SOURCE TEXT:
◆ ◆ ◆ ◆ ◆ ◆ ◆
Sometimes a song says it better, especially if the other option is a sermon. And there is a hymn, written long ago, that captures what we are about on Easter Sunday.

Seven centuries back, we were singing in Latin, but here are the first two stanzas, translated into English. It is a love song, and the loved one is directly addressed:

O hidden truth, devoutly I adore Thee,
Who truly art within the forms before me.
To Thee my heart I bow with bended knee,
As failing quite in contemplating Thee.
Sight, touch, and taste in Thee are each deceived;
The ear alone most safely is believed.
I believe all the Son of God has spoken,
Than Truth’s own word there is no truer token.

We know the song by its Latin title, “Adore Te Devote.” Its author is St. Thomas Aquinas. We think of it as a eucharistic hymn, which is indeed what the saint composed.

Why this hymn on Easter? Because St. Thomas is speaking to a living Christ, who is present upon our altars. What good is the empty tomb, what good is the resurrection of Christ from the dead, if today we do no more than call to mind what happened 2,000 years ago?

What good is the resurrection of Christ from the dead, if today we do no more than call to mind what happened 2,000 years ago?
◆ ◆ ◆ ◆ ◆ ◆ ◆
SET EXERCISE:
Summarize the Easter hymn passage in two sentences. The items were drawn from a separate source.
◆ ◆ ◆ ◆ ◆ ◆ ◆
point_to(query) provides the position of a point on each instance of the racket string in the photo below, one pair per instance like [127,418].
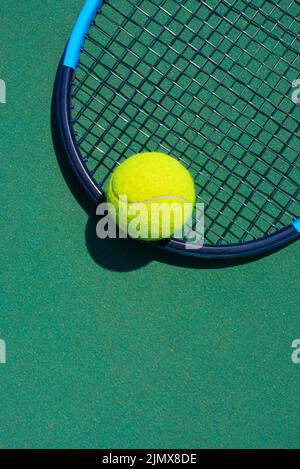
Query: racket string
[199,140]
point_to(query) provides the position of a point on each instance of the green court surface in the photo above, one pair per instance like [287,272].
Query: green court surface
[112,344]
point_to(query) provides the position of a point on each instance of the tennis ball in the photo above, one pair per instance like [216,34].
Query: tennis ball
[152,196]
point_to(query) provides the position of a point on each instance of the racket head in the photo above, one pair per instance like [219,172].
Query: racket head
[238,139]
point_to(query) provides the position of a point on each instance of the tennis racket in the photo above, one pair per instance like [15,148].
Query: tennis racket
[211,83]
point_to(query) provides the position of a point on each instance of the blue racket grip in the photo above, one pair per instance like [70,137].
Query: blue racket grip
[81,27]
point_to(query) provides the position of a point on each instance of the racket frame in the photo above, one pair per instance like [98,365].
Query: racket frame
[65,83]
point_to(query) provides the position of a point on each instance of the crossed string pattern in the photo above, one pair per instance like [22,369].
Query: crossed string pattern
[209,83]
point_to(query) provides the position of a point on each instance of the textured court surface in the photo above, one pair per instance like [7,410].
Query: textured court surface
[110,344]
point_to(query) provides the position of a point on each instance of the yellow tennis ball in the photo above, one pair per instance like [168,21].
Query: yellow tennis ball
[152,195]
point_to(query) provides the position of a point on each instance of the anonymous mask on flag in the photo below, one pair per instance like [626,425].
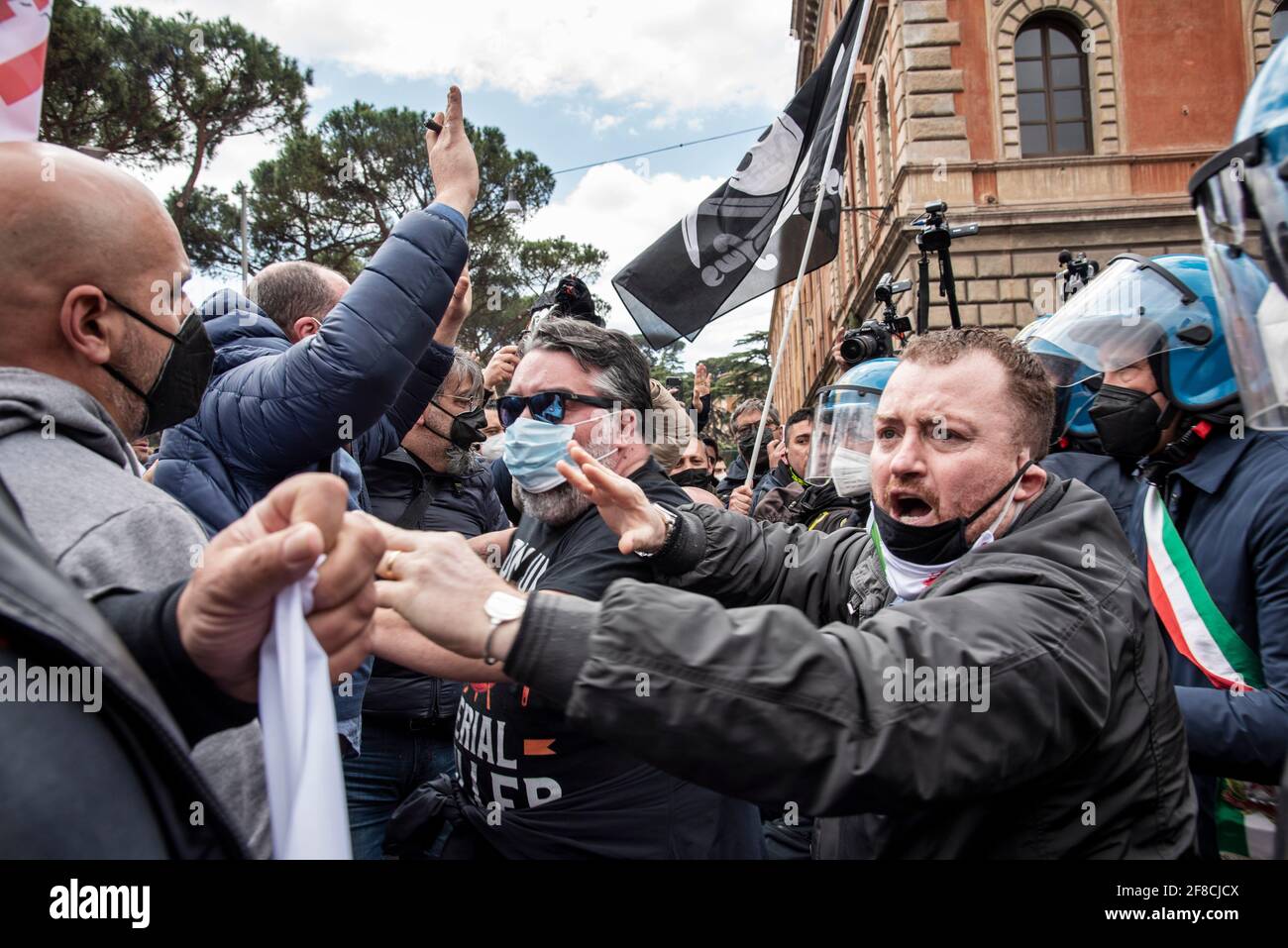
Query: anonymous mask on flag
◆ ◆ ◆ ◆ ◆ ◆ ◆
RESULT FOR THIS EXERCISE:
The passage gives the first two stanzas, translated into English, of "Adore Te Devote," a eucharistic love song by St. Thomas Aquinas that directly addresses the loved one. It chooses this hymn for Easter because St. Thomas speaks to a living Christ present upon the altars, and it asks what good the resurrection is if today we only call to mind what happened 2,000 years ago.